Descrizione esercizio »
Metti tutte le righe qui sotto in un CSV a due colonne, "testo" e "risposta": una riga per ogni testo con la sua risposta, ognuno in un campo tra virgolette e con gli a capo cambiati in spazi. Lascia fuori le immagini.

[Righe estratte]
=======
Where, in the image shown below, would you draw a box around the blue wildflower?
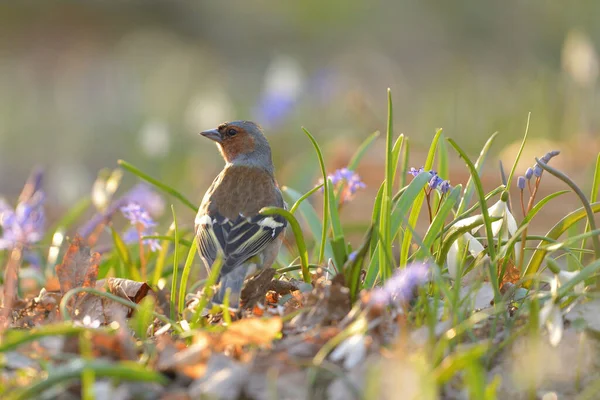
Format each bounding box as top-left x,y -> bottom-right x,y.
0,190 -> 46,249
541,150 -> 560,164
440,181 -> 452,194
319,168 -> 367,203
121,203 -> 156,228
121,203 -> 161,251
121,227 -> 161,251
78,183 -> 165,238
408,167 -> 452,194
348,251 -> 358,262
408,167 -> 425,177
370,263 -> 429,306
=======
Risposta completa »
testo,risposta
"Where, in the image shown below, would you draw a box around the blue wildflower? Format each bounding box as top-left x,y -> bottom-right x,y.","0,190 -> 46,249 541,150 -> 560,164 440,181 -> 452,194 319,168 -> 367,203 121,203 -> 156,228 121,203 -> 161,251 121,227 -> 161,251 78,183 -> 165,238 408,167 -> 452,194 348,251 -> 358,262 408,167 -> 425,177 370,263 -> 429,306"